Brief: Render every line of the entries below as a numbered list, omitting any blank lines.

** begin Given records **

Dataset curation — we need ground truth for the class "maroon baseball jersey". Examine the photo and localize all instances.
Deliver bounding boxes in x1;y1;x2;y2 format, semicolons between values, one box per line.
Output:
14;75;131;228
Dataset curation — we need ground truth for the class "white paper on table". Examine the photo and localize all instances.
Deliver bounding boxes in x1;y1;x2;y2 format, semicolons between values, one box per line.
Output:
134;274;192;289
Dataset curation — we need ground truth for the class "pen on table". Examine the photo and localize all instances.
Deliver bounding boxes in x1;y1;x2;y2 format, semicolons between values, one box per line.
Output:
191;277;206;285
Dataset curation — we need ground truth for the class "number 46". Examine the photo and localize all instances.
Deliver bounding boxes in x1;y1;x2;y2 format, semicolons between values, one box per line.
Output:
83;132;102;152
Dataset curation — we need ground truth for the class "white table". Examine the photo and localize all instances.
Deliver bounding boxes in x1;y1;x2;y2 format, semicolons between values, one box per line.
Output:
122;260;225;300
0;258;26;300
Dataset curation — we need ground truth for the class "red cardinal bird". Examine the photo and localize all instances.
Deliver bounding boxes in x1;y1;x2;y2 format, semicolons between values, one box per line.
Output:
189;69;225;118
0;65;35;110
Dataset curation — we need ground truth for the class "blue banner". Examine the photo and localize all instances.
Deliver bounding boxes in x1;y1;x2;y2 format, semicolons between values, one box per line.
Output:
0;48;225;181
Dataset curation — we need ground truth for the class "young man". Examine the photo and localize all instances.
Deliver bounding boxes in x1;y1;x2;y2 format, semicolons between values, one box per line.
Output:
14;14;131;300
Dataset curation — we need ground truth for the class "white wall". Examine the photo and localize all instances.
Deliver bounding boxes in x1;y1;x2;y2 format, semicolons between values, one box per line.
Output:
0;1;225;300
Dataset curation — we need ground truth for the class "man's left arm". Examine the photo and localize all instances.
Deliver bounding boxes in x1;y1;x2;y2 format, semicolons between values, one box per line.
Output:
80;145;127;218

** end Given records **

Answer to this problem:
1. Dataset curation — we need ground truth for the class "maroon baseball jersey". Examine the photo and localize all instances.
2. Deliver bounding boxes in x1;y1;x2;y2 format, semicolons between values, one box per line.
3. Output:
4. 14;75;131;228
5. Dataset curation — we need ground truth for the class "white paper on table". Examine the photo and localize all instances.
6. Deliver bounding boxes in x1;y1;x2;y2 format, semicolons between values, one box per line.
7. Output:
8. 134;274;192;289
9. Dataset curation — we need ground truth for the class "pen on table". Examine the photo and localize all instances.
10. Deliver bounding boxes in x1;y1;x2;y2 format, semicolons between values, one box per line.
11. Output:
12. 191;277;206;285
13. Dataset curation — we need ground truth for the class "number 46". Examine the photo and localize all instances.
14. Deliver bounding boxes in x1;y1;x2;y2 format, semicolons between values, one box per line.
15. Output:
16. 83;132;102;152
17. Dataset curation — we need ground truth for the class "white table". Examine the photo and localize all instances.
18. Deliver bounding boxes in x1;y1;x2;y2 format, semicolons between values, one box per line.
19. Output:
20. 122;260;225;300
21. 0;258;26;300
22. Dataset curation — we need ground truth for the class "red cardinal bird". Examine the photo and localize all instances.
23. Deliver bounding boxes in x1;y1;x2;y2 format, semicolons between values, one box per line.
24. Output:
25. 189;69;225;118
26. 0;65;35;110
27. Dataset curation — we need ground truth for the class "blue banner". Examine the photo and localize all instances.
28. Deliver bounding boxes in x1;y1;x2;y2 format, semicolons between values, one box per line.
29. Output:
30. 0;48;225;181
31. Dataset curation — we need ground truth for the class "young man". Examine the photo and localize all instances.
32. Deliver bounding boxes in x1;y1;x2;y2 format, semicolons between values, one box per line.
33. Output:
34. 14;14;131;300
35. Dataset curation — we need ground truth for the class "white wall". Examine the photo and localize all instances.
36. Deliver bounding boxes in x1;y1;x2;y2 format, semicolons between values, one box per line.
37. Output:
38. 0;1;225;300
39. Dataset curation — we need ground truth for the class "man's left arm". Examine the photo and localize all instances.
40. Deliver bounding boxes in x1;y1;x2;y2 format, semicolons between values, one box per line.
41. Output:
42. 80;145;127;218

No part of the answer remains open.